* **PAGE TEXT**
+-------+

Metro Diggers See No Light in Pay Dispute

The distant glow of a string of electric lamps pierces the hushed gloom of the half-finished Krasnodonskaya subway extension far southeast of the city, revealing six figures huddled together on a makeshift platform. Bleary, vacant eyes staring from grubby faces light up as company approaches, crunching toward them down the tunnel, and visitors are motioned to take a seat on a pile of dirty army surplus coats.


As clouds of dust drift lazily above, mixing with the heavy stench of creosote and cement, tunnel-borer Igor Shchipel explains that he and his five companions -- contract workers from various Russian and Ukrainian cities -- have now reached Day 18 of a hunger strike protesting wage delays.


Six others have already been hospitalized with a variety of starvation-induced complaints, but the need to feed wives and children has hardened the remaining group's resolve to continue their action, come what may.

+-------+

* **RAW DATA**
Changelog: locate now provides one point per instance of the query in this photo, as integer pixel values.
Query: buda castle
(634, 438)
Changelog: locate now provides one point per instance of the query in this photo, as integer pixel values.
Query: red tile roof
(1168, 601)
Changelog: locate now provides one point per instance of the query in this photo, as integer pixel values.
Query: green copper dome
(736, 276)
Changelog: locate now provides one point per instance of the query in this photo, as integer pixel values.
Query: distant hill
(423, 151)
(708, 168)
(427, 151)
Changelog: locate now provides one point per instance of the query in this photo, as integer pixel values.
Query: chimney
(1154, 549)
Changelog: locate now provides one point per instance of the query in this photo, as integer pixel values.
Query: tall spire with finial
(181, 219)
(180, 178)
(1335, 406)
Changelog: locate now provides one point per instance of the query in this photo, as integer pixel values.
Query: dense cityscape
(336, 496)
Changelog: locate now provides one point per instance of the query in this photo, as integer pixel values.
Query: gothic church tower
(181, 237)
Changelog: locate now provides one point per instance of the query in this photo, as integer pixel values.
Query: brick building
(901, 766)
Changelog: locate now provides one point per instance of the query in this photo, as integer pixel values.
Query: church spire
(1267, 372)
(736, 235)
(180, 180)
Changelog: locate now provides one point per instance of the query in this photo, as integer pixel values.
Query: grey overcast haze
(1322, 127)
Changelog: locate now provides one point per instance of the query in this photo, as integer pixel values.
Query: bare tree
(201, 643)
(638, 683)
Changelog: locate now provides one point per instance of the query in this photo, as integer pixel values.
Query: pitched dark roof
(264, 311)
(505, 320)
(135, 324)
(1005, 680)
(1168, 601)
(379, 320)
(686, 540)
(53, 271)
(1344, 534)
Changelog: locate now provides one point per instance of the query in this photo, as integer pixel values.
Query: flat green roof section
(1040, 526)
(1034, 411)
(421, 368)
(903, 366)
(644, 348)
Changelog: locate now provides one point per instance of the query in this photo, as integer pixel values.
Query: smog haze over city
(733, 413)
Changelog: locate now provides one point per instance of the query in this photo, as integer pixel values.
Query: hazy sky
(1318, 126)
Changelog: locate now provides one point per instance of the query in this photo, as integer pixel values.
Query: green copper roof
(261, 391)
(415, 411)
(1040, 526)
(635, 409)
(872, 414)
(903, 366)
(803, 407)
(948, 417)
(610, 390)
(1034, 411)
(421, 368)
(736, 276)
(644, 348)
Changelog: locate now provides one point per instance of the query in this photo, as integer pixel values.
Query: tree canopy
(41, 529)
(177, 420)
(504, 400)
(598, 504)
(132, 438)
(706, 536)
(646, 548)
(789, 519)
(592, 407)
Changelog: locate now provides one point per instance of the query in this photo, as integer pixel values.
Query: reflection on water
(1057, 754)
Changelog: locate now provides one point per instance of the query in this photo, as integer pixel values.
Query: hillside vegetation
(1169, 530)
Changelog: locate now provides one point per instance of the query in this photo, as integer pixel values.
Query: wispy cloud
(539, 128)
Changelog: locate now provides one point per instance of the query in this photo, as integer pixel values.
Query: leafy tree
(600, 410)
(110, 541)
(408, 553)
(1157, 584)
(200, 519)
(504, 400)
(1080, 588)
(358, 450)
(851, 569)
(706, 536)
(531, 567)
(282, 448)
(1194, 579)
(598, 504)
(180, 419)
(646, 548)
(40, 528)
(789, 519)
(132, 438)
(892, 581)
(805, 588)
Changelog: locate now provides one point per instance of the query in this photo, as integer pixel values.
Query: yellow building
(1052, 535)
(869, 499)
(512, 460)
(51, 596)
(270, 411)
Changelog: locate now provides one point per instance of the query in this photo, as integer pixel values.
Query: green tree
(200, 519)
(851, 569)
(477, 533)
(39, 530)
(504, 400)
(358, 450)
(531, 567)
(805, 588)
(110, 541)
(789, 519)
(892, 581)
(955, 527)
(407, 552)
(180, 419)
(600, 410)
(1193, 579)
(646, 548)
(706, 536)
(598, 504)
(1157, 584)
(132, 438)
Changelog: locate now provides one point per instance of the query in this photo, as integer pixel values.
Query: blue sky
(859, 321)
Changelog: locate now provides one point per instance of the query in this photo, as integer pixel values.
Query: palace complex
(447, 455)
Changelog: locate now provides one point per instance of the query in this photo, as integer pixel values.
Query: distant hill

+-------+

* **REQUIREMENT**
Shorten the paragraph of the metro diggers article that begins "As clouds of dust drift lazily above" to one sentence, keeping its main facts.

* **WRITTEN RESPONSE**
Amid dust and the smell of creosote and cement, tunnel-borer Igor Shchipel says he and five fellow contract workers from Russian and Ukrainian cities are on Day 18 of a hunger strike over wage delays.